OBJECTIF 1:
D'après l'article sur les objets du Schnidejoch, combien d'objets y ont été répertoriés à ce jour ?
OBJECTIF 2:
Poursuivez l'article sur les trouvailles du Schnidejoch à partir de sa dernière phrase.

EXTRAIT DU DOCUMENT:
┌──

Vieux col à repasser Une exposition dévoile les objets trouvés au Schnidejoch
Les hauts passages des Alpes suisses étaient déjà parcourus par des hommes quelque 1000 ans avant Ötzi. C’est ce que montrent les restes d’armes et de vêtements trouvés au Schnidejoch (2756 m). Ils permettent de nouvelles déductions sur l’histoire du climat dans les Alpes. Pour la première fois, ils font l’objet d’une exposition à Berne.
L’exposition accueille le visiteur dans une ambiance alpine, avec en toile de fond un grand panorama du Schnidejoch flanqué du Chilchligletscher et du Wildhorn. Le vent des hauteurs siffle doucement à l’arrière. Au centre, «Schnidi», la reconstitution d’un chasseur du 3e millénaire avant Jésus-Christ. Son arc, son carquois et l’une de ses guêtres ont été retrouvés en septembre 2003 sur un glacier, en contrebas du Schnidejoch. Ce n’est pas un hasard si les objets mis au jour au Schnidejoch sont au centre de l’exposition Les lacustres – au bord de l’eau et à travers les Alpes au Musée d’Histoire de Berne. «C’est la première fois que nous montrons ces objets au grand public», nous confie Albert Hafner, du Berner Institut für archäologische Wissenschaften.
Passage infranchissable
Le Schnidejoch n’a pas livré de momie congelée comme le Tisenjoch, où l’on avait trouvé «Ötzi»: aucune trace ici du corps de son homologue «Schnidi». Les trouvailles sont pourtant spectaculaires. On a répertorié à ce jour plus de 300 objets de différentes époques. Selon Albert Hafner, cela donne de précieuses indications sur l’évolution du climat. En effet, les objets correspondent à des époques bien définies: parmi eux, des clous de chaussures de l’époque romaine et une fibule de l’âge du bronze. Aucun objet datant d’époques intermédiaires n’a été mis au jour.

└──

EXTRAITS DES LIGNES:
┌──

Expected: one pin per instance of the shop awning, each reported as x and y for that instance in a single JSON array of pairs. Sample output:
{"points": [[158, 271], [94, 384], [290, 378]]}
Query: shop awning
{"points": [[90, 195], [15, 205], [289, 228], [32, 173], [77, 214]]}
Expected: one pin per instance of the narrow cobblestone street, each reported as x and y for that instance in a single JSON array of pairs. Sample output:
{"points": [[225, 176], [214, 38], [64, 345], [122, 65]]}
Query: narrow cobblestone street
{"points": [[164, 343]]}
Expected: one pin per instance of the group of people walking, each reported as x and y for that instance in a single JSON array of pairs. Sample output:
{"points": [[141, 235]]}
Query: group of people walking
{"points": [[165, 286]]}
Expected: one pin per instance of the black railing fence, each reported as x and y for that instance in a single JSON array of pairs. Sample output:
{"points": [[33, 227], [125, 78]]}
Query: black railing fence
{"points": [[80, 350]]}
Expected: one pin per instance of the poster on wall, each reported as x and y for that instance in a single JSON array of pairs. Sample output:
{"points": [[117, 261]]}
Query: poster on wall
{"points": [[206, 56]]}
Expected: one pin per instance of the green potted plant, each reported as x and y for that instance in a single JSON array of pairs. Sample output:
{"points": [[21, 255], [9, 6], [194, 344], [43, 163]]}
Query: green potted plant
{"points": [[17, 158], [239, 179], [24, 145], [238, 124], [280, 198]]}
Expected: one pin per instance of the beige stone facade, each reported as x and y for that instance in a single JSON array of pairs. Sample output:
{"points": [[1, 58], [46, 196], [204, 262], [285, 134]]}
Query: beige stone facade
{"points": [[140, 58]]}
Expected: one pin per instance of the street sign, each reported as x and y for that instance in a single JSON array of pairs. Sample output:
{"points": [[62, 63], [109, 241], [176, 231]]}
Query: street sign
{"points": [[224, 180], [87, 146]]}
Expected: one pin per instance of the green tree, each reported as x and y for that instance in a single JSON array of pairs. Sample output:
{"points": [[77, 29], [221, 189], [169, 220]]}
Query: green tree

└──

RÉSULTAT DE L'EXERCICE 1:
Plus de 300 objets de différentes époques.

RÉSULTAT DE L'EXERCICE 2:
La conclusion s’impose: si le Schnidejoch était un passage très fréquenté à certaines époques, il était infranchissable à d’autres. La dernière période d’obstruction n’a pris fin qu’au 20e siècle. En 1850 encore, le Chilchligletscher descendait jusqu’à l’emplacement de l’actuelle Wildhornhütte. Aujourd’hui, un randonneur peut atteindre sans difficulté, à travers des éboulis et un petit névé, le passage situé à 2676 mètres d’altitude. Il y a un siècle et demi, il fallait surmonter une langue glaciaire sillonnée de crevasses. Impossible sans équipement alpin. Durant des siècles, ce passage de l’Oberland bernois au Valais était ainsi verrouillé. Cela n’avait pas toujours été le cas.
Vent et neige soufflée
Selon Albert Hafner, les objets trouvés prouvent que dans le cours de l’histoire, la langue glaciaire du Schnidejoch s’est à plusieurs reprises rétrécie aux dimensions actuelles. Le col était alors fréquenté. Révélation: les trouvailles du Schnidejoch confirment celles du géologue bernois Christian Schlüchter. Se basant sur des reliquats de bois et de tourbe, celui-ci arrive à la conclusion que les Alpes ont été fréquemment dénudées de leurs glaciers au cours des 10 000 dernières années (voir «Les Alpes» 4/2014). C’était le cas il y a 5000 ans environ, lorsque l’arc de «Schnidi» a disparu sous la neige. «Nos trouvailles recouvrent en gros les mêmes périodes que celles de Christian Schlüchter», constate Albert Hafner.
Cependant, la présence de l’arc pose d’autres questions. S’il y a eu plusieurs réchauffements climatiques depuis, pourquoi cet objet n’est-il sorti de sa gangue de glace qu’au cours de l’été caniculaire 2003? Réponse: «Nous supposons que la glace s’est maintenue tout au long de la période. Mais il est difficile de juger de la situation sur place. Cette langue glaciaire se trouve dans une dépression qui reçoit souvent de grandes quantités de neige soufflée en hiver. Les conditions régnant dans la combe située à l’ombre, sous le col, ne reflètent pas nécessairement le climat régional. En d’autres termes: alors que le Chilchligletscher avançait et refluait au cours des millénaires, le vent et la neige soufflée pouvaient être à l’origine d’un environnement stable à l’endroit où les objets ont été découverts. On ne peut pas en savoir davantage: les tentatives de datation de la glace ont échoué jusqu’ici.»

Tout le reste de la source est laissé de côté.